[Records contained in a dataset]
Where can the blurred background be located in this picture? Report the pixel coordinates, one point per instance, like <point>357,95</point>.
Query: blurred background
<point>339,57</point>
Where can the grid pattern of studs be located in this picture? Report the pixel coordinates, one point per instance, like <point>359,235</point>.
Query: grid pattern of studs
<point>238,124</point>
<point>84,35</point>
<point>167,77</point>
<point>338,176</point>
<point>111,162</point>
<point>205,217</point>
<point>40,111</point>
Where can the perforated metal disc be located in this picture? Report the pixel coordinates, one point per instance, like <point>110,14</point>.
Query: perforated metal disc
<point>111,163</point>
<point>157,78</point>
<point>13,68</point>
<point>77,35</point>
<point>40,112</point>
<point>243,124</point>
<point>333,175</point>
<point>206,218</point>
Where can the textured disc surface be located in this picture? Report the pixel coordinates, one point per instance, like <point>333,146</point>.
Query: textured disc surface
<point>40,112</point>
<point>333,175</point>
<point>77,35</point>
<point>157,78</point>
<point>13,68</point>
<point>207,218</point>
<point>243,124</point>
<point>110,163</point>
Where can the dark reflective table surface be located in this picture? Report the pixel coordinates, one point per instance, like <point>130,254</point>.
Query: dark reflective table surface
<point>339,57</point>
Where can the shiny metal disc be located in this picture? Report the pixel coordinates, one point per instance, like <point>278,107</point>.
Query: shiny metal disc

### Work to do
Write out the whole listing again. Match it word for word.

### Expected answer
Where can the blurred background be located in this picture? Report the pixel coordinates, one point per instance, like <point>357,95</point>.
Query: blurred background
<point>339,57</point>
Where can the grid pattern of studs be located in this picture? Report the pixel coordinates, one point per instance, like <point>359,235</point>.
Query: grid pattern of studs
<point>238,124</point>
<point>84,35</point>
<point>167,77</point>
<point>338,176</point>
<point>111,162</point>
<point>205,217</point>
<point>40,111</point>
Where can the perforated metal disc be located in this picture? Report the pixel coordinates, one point per instance, like <point>110,14</point>.
Query: perforated metal disc
<point>111,163</point>
<point>157,78</point>
<point>13,68</point>
<point>77,35</point>
<point>40,112</point>
<point>243,124</point>
<point>333,175</point>
<point>206,218</point>
Where can the textured disc surface be located in this picture? Report the pixel coordinates, one point per instance, like <point>333,146</point>.
Query: textured disc surface
<point>40,112</point>
<point>333,175</point>
<point>77,35</point>
<point>157,78</point>
<point>13,68</point>
<point>207,218</point>
<point>243,124</point>
<point>110,163</point>
Where can the dark reflective table surface be located in this picture? Report the pixel coordinates, one point per instance, like <point>130,254</point>.
Query: dark reflective table surface
<point>339,57</point>
Where can the shiny metal disc be located in this picture? Report the pixel coordinates, one point per instance, like <point>278,107</point>.
Query: shiny metal disc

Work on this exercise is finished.